§ **WHAT TO WORK ON**: Using the records below, output the stretch that opens with the line containing "Target: eyeglasses" and closes with the line containing "Target: straw hat", exactly and including both lines, with nothing more.

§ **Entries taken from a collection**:
#####
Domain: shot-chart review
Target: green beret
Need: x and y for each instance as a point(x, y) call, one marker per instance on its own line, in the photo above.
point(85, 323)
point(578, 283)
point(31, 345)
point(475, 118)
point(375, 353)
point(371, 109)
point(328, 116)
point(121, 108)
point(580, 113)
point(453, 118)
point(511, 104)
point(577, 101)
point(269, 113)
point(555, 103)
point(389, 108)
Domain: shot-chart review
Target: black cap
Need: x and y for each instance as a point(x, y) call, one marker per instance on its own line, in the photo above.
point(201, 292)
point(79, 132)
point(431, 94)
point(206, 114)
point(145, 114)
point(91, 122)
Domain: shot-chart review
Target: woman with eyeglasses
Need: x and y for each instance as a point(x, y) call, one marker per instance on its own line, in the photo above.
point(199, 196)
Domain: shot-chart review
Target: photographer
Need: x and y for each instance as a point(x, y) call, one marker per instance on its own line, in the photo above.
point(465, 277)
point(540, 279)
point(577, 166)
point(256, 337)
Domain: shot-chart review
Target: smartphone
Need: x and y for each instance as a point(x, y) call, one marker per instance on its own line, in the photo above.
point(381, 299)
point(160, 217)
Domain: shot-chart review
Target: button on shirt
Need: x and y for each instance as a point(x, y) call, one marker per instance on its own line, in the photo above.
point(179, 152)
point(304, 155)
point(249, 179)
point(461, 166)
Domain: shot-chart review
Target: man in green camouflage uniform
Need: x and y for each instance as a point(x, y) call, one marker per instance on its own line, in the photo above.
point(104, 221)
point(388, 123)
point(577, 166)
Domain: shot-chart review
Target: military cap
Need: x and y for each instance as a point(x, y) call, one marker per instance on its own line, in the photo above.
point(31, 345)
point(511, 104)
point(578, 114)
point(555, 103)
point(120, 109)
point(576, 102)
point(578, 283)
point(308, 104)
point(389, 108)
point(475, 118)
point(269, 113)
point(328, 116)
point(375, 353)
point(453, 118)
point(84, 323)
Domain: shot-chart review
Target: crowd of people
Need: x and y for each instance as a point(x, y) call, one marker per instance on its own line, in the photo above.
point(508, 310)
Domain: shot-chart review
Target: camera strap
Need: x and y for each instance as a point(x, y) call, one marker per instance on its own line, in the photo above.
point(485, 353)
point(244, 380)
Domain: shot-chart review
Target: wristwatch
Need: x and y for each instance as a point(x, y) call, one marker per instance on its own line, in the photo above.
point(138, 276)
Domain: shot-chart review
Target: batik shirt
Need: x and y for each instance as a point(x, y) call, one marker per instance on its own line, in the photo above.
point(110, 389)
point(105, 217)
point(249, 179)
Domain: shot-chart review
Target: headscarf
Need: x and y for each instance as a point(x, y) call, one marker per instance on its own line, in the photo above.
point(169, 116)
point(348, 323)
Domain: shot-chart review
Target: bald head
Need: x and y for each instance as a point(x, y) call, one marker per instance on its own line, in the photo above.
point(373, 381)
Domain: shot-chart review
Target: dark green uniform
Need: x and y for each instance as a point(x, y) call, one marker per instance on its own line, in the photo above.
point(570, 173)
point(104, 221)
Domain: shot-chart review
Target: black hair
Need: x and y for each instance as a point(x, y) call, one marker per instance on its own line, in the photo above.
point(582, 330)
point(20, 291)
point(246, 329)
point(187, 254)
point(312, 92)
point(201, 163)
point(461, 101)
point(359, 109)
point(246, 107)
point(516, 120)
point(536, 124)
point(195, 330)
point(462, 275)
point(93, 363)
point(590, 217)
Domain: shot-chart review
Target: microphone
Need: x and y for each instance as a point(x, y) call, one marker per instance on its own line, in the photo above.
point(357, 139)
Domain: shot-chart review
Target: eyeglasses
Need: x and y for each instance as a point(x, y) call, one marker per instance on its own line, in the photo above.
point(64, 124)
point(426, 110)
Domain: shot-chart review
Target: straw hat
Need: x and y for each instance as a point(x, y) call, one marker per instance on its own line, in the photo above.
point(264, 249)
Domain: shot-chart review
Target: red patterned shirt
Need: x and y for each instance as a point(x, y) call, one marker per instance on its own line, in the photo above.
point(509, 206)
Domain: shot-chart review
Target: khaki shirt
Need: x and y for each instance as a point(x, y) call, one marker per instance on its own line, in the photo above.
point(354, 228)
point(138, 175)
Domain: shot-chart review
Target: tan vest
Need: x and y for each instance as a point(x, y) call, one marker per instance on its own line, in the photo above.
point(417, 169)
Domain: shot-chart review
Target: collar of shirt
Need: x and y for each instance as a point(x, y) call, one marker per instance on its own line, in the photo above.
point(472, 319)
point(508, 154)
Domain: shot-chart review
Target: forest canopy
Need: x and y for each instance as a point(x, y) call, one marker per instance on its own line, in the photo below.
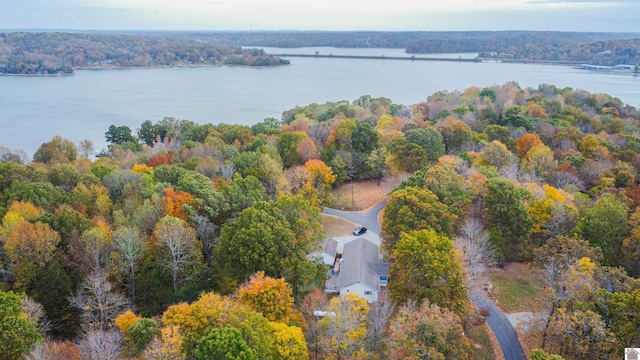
point(198, 236)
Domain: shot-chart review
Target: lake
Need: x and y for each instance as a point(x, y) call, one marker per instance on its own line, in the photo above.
point(34, 109)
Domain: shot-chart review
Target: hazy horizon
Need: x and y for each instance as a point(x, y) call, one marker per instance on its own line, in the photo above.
point(329, 15)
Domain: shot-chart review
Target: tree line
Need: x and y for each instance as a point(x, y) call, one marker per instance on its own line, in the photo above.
point(181, 240)
point(61, 53)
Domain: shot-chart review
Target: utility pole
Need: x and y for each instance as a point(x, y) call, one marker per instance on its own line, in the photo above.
point(352, 202)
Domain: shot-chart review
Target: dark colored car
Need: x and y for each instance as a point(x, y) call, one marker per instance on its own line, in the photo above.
point(359, 230)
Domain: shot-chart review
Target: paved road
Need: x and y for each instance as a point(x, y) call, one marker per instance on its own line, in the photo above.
point(500, 325)
point(368, 219)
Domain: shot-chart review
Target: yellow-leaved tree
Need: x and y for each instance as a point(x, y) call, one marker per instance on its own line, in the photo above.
point(343, 329)
point(268, 296)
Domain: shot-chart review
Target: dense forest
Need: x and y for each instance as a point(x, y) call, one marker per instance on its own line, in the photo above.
point(61, 53)
point(192, 241)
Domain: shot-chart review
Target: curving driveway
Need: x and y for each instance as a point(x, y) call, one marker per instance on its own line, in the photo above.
point(498, 322)
point(367, 218)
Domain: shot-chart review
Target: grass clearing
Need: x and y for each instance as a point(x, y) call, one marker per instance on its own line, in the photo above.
point(483, 347)
point(517, 288)
point(334, 226)
point(363, 194)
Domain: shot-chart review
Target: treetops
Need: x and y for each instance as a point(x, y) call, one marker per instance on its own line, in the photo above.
point(528, 164)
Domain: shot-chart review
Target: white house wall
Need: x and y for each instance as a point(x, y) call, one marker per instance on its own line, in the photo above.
point(359, 290)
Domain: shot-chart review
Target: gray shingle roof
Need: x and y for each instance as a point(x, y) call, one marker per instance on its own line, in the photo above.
point(361, 263)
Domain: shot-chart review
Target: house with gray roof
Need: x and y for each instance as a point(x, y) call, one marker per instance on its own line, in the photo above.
point(357, 268)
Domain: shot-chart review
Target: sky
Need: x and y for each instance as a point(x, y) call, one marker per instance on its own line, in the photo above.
point(332, 15)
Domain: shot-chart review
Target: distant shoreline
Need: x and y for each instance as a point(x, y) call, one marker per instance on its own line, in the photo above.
point(98, 68)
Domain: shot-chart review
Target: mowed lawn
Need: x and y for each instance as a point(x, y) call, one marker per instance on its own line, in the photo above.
point(517, 288)
point(361, 195)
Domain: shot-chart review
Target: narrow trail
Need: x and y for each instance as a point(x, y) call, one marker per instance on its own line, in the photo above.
point(498, 322)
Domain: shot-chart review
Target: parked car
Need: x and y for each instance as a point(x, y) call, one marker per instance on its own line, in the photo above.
point(359, 230)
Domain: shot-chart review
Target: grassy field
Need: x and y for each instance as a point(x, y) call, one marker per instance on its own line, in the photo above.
point(483, 349)
point(335, 226)
point(517, 288)
point(364, 194)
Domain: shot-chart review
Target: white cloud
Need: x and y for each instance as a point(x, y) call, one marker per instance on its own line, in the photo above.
point(575, 15)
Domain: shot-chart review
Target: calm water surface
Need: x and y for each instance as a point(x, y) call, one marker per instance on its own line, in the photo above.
point(34, 109)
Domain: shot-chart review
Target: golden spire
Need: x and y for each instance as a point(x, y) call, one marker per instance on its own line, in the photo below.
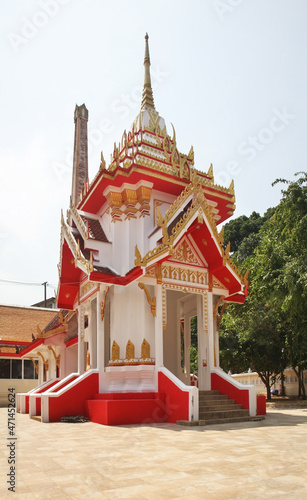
#####
§ **TASK SOLUTION**:
Target: eyeglasses
Need: x and y for each instance as a point(x, y) call, one marker per instance on its own line, in the photo above.
point(64, 124)
point(426, 110)
Domain: shot-chart review
Target: straw hat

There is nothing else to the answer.